Passage given:
━━━━━━━━━━━━━━━━━━━━

That's not true. I've been getting free HD on my locals for years. And I also got the HD channels for HBO and Showtime at no extra charge as well. It's only with the new programming packages and new HD receivers that the $10 HD fee is now mandatory. Yes, you do get a bunch more HD channels for that $10, but the option to have some free base HD programming is gone.



TyroneShoes said:


> The "freedom" of not having a contract seems to be no big advantage. Like anything else, it's a trade-off, and in most cases it's worth it for the services rendered, and those who refuse it out of spite typically end up with a worse deal, possibly in cost, content, HD availability, and PVR reliability. It's not as if someone under contract will just one day decide "You know? I'm tired of television and I'm not going to watch it (or pay for it) anymore".


That makes no sense at all to me, as the contract appears to be completely one sided on their side and has no benefit to the customer. It ties the customer down, but it doesn't restrict what DTV can do - including raising prices, or dropping channels. People aren't trying to avoid a contract because they might decide one day to stop watching TV, but because one could get unsatisfied with the service or there might be a better alternative.


----------



## Texceo (Mar 11, 2003)

RS4 said:


> My monthly pricing for Tivo and Comcast together is slightly less than I was paying Direct. Plus I get more movie channels and more HD channels than I was getting on my HR10-250. In addition, the SD channels are superior in quality compared to Direct. And I'm on month to month, so I don't have to wait 2 years if the market changes. Of course I did have to buy the 2 Tivo HDs up front ($520), but I don't mind.
> 
> I was surprised that the combination of pricing was actually lower than Direct. I guess I'd always assumed it would be a lot more. Maybe that's the case in other areas.


What is your Monthly costs and what are you getting for that cost?


----------



## TonyTheTiger (Dec 22, 2006)

slocko said:


> on one of my tvs i only record OTA stuff on my hr10. can i cancel that receiver and keep recording ota?


Receive OTA, yes. Record, no. The DVR functions require a subscription to D*.


----------



## codespy (Jan 7, 2006)

sjberra said:


> No they don't, but then you are only allowed 1 DVR, you get a total of 4 feeds for the sets. It can be 1 HD/DVR and 3 SD's


Hmmm...that seems restrictive at least for our household...Around here though, Time Warner is the cable majority, and NFL network and Big Ten network are not available with them, but are on AT&T.

━━━━━━━━━━━━━━━━━━━━

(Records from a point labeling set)
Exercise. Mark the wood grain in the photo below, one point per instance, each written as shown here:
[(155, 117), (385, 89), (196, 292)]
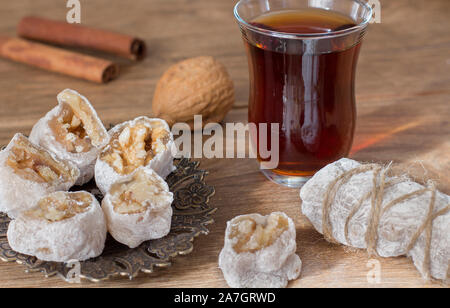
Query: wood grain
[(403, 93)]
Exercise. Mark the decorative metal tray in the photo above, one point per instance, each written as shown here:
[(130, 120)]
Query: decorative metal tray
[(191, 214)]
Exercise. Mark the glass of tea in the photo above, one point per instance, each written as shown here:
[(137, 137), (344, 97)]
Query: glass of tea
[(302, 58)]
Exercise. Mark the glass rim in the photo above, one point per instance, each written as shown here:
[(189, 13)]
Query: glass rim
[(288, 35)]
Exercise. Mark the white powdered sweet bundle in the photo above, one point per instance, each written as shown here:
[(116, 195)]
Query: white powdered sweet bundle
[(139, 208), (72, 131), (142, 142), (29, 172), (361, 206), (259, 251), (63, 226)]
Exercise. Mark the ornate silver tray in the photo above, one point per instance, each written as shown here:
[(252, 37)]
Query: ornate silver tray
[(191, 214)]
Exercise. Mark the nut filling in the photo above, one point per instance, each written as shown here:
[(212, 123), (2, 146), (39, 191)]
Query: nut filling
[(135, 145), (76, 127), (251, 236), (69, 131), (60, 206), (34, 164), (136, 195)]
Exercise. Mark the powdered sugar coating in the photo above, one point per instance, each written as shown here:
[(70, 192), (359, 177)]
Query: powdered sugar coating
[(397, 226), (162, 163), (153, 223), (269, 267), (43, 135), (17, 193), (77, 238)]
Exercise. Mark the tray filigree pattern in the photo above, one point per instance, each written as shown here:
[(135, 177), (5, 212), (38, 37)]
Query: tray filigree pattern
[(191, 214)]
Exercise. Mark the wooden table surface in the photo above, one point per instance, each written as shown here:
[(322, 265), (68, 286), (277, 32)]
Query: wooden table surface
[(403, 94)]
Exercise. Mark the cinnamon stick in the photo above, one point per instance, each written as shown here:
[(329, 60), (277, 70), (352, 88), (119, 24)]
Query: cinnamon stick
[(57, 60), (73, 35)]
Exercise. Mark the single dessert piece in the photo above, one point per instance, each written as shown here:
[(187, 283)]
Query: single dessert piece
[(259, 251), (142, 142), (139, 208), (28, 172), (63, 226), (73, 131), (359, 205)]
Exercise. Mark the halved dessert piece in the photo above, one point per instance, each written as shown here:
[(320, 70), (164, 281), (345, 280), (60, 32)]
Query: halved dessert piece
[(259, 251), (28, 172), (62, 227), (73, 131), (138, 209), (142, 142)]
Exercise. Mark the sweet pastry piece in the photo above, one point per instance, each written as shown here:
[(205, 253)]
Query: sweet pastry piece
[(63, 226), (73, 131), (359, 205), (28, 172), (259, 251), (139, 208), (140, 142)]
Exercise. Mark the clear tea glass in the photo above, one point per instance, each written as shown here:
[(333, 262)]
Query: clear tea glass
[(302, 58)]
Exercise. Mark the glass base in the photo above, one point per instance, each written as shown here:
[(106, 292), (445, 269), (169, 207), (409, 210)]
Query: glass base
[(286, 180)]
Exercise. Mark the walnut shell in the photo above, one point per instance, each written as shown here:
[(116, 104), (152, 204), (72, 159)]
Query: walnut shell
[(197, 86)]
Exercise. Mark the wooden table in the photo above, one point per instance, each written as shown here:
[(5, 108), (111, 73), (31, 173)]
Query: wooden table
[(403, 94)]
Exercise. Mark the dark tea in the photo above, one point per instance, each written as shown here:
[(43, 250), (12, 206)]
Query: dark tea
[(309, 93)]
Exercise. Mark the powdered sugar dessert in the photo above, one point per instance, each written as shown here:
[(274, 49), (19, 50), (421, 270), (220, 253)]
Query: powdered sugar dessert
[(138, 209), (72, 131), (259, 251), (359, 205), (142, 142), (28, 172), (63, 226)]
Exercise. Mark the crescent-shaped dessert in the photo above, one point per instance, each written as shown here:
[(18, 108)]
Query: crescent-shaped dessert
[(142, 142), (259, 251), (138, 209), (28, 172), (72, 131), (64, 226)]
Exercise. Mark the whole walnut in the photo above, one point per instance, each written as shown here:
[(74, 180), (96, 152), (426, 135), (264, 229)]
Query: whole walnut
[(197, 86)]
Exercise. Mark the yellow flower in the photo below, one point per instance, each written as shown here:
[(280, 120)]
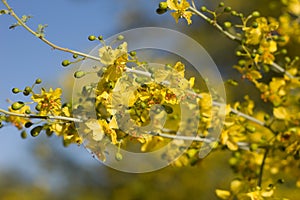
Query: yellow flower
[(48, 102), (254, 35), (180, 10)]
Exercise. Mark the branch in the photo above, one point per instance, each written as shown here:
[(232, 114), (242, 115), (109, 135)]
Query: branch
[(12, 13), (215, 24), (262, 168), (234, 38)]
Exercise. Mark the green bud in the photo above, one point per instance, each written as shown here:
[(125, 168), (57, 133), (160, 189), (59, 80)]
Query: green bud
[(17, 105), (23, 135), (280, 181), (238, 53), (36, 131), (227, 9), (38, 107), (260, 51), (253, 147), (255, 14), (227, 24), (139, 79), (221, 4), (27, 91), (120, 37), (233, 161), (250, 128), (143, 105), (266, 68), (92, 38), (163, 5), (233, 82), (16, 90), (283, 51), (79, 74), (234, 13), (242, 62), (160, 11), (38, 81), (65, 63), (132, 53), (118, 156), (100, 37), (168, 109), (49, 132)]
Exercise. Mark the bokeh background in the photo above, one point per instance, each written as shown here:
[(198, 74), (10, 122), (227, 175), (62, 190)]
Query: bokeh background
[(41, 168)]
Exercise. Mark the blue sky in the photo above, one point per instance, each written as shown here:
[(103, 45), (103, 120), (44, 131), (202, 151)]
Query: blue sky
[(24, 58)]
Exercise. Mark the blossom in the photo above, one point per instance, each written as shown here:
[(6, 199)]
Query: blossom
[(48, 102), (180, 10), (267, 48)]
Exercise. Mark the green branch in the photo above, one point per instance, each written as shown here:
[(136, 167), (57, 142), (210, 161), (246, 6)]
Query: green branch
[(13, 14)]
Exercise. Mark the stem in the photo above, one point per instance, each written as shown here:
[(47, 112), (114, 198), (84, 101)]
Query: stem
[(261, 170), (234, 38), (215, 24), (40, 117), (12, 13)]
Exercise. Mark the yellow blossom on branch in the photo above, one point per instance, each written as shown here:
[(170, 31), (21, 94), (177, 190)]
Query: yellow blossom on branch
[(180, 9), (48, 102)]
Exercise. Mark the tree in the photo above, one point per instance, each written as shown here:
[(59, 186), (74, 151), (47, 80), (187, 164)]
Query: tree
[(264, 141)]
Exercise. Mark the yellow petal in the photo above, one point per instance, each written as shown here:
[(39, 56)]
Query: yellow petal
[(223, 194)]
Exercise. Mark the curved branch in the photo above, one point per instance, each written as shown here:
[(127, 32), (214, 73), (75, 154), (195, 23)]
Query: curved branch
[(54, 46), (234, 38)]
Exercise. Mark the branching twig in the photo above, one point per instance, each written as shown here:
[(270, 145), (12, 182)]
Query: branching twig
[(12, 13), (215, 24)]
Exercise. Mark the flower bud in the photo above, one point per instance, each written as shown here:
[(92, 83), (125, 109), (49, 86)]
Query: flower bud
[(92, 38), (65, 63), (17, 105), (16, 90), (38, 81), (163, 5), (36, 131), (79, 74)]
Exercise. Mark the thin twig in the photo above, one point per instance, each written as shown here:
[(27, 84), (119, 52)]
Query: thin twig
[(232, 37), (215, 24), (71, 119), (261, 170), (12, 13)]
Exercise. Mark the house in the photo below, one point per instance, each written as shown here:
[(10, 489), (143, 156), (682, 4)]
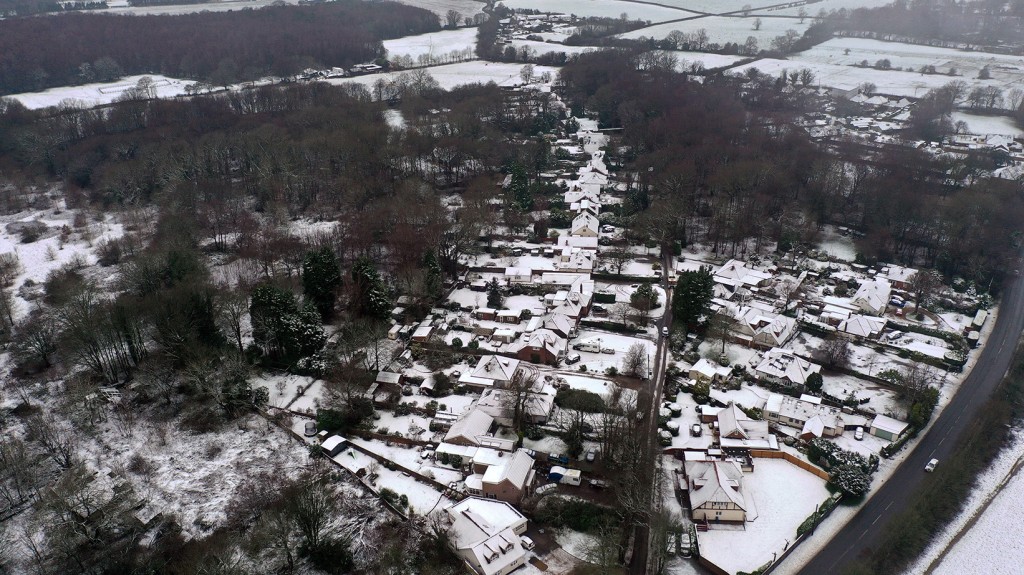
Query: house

━━━━━━━━━━━━━━━━━━━━

Task:
Could you rewrite the paragraph in the forum thread that begins "That makes no sense at all to me" as a short list that keeps its main facts?

Result of this task:
- The contract looks entirely one-sided in the provider's favor and gives the customer no benefit.
- It ties the customer down but places no limits on DTV, which can still raise prices or drop channels.
- People avoid a contract not because they might stop watching TV one day, but because they could become unhappy with the service or find a better alternative.